The energy crisis distressing major economies of the world has prompted the Department of Energy (DOE) to reassess its impact in the country primarily on highly probable ‘price shocks’ this may cause on the ‘energy transition to a low-carbon future’ that the government has been pushing for.
According to DOE Assistant Secretary Redentor E. Delola, one development they have been monitoring closely is the blackout-mortified energy market of China. The DOE official said this could potentially drive up solar panel costs as well as other equipment being deployed for renewables and other energy (RE) installations – including the manufacturing of battery storage.
Apart from China, other major economies in the world – including India and European countries – are also suffering from excruciating energy crunch due to radical spikes in oil, gas and coal prices.
As reported, natural gas prices are now at the equivalent $230 per barrel cost for oil, an unfavorable development to markets that have shifted to liquefied natural gas (LNG) and for positioning that resource as technology linked to renewables. The swell in gas prices is seen worsening next year.
“We are aware that with the huge energy or power demand of China, any action to mitigate the shortfall – be it renewables or other technologies of choice, will have an effect on the supply and costs not only in the Philippines, but elsewhere,” Delola said.
It is worth noting though that in the Philippines, power plant installations generally lean on technologies being sourced from China – be it for RE facilities and even other development in the gas and coal power sectors.

§ **What you need to do**:
• a. Rewrite everything in the energy crisis article from "Apart from China, other" down to "and coal prices.", switching "India" to "Indonesia".
• b. In the energy crisis article, what per-barrel oil cost are natural gas prices now equivalent to?
• c. Extend the article on the energy crisis and the DOE's concerns, picking up after its final sentence.

§ **Provided data**:
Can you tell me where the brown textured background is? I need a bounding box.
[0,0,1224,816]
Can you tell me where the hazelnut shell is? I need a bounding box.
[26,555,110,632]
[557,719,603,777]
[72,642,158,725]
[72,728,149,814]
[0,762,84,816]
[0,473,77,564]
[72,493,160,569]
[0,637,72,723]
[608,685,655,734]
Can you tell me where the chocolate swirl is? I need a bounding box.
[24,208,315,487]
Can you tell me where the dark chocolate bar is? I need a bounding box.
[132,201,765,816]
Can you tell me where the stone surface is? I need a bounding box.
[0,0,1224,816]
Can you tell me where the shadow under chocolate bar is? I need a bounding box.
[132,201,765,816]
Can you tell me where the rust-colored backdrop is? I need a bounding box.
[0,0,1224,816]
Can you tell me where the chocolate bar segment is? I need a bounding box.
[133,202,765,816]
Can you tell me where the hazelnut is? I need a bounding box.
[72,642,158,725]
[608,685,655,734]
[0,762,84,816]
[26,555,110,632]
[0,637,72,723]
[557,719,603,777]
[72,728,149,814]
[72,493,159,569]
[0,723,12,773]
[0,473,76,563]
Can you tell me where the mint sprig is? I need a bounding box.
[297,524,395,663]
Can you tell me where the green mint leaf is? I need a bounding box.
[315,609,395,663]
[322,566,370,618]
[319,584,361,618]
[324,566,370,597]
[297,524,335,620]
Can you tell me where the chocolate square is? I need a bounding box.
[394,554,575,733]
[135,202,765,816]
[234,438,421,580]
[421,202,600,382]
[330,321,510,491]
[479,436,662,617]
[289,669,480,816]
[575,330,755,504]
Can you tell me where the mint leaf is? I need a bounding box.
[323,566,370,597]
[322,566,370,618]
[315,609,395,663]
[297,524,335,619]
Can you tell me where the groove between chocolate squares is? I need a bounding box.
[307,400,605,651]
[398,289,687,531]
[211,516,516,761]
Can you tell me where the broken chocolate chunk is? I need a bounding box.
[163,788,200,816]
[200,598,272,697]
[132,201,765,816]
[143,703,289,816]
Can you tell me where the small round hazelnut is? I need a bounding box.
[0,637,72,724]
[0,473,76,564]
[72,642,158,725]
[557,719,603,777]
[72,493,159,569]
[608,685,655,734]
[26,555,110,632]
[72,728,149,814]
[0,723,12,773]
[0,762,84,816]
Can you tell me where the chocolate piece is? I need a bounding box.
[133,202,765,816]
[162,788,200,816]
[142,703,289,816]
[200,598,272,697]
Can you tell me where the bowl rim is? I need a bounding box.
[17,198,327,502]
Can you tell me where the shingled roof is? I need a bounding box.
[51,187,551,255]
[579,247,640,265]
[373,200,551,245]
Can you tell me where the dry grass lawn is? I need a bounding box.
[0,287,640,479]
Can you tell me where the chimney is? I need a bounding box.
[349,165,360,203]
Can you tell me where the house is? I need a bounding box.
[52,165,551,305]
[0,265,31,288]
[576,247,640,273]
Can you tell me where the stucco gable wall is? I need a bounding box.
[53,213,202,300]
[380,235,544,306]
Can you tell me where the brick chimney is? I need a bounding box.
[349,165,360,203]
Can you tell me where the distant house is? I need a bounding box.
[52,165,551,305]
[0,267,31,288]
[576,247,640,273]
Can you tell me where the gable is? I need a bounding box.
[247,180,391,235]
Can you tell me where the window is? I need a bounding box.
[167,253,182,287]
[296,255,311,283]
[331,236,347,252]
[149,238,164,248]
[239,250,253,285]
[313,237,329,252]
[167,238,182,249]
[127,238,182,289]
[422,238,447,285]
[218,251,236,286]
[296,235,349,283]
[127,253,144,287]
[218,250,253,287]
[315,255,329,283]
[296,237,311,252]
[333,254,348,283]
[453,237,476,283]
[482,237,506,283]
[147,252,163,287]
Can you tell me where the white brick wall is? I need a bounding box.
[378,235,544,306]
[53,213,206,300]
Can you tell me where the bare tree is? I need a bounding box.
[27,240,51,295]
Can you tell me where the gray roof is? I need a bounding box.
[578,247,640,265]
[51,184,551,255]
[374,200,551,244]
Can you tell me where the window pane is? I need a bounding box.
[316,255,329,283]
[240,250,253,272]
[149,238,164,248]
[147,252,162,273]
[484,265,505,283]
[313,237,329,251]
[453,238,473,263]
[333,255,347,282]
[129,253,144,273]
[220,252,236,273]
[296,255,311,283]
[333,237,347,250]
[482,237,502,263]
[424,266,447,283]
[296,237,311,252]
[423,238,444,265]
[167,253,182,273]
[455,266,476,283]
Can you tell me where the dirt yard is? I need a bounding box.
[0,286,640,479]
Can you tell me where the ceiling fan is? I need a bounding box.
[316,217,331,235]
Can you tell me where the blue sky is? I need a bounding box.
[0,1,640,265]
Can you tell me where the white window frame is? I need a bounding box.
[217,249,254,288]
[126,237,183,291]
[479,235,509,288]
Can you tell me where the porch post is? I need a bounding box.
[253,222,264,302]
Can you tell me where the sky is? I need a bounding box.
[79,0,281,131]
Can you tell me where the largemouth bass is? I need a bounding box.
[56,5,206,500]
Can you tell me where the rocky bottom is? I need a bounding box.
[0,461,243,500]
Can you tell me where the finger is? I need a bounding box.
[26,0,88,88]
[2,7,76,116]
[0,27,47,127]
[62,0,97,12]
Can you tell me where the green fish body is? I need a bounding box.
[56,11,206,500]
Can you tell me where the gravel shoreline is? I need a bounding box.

§ **Answers to each task**:
• a.
Apart from China, other major economies in the world – including Indonesia and European countries – are also suffering from excruciating energy crunch due to radical spikes in oil, gas and coal prices.

• b. $230 per barrel.

• c.
On that premise then, Delola emphasized that “the DOE recognizes the potential impact of China’s actions to address the ongoing power supply shortage creeping across its Eastern region.”
At this point, the DOE official indicated that the agency “remains committed to implementing its energy transition agenda.”
Nevertheless, the missing piece of the puzzle is at what costs the ‘energy transition’ may inflict further on the Filipino ratepayers. Energy officials have yet to assess that risk factor.
“We continue to monitor and enhance our plans and programs, which include increasing the share of renewables and indigenous energy resources, as well as intensifying measures to transform energy efficiency and conservation as a way of life for every Filipino,” the DOE official noted.
The Philippines, which is financially wobbled by the Covid-19 pandemic, is still racing through its economic recovery pace amid the prospect of scant power supply by next year.
The aggravating global energy crisis then may not just exacerbate blackout predicaments for the country; but it could also trigger skyrocketing electric bills for Filipino consumers.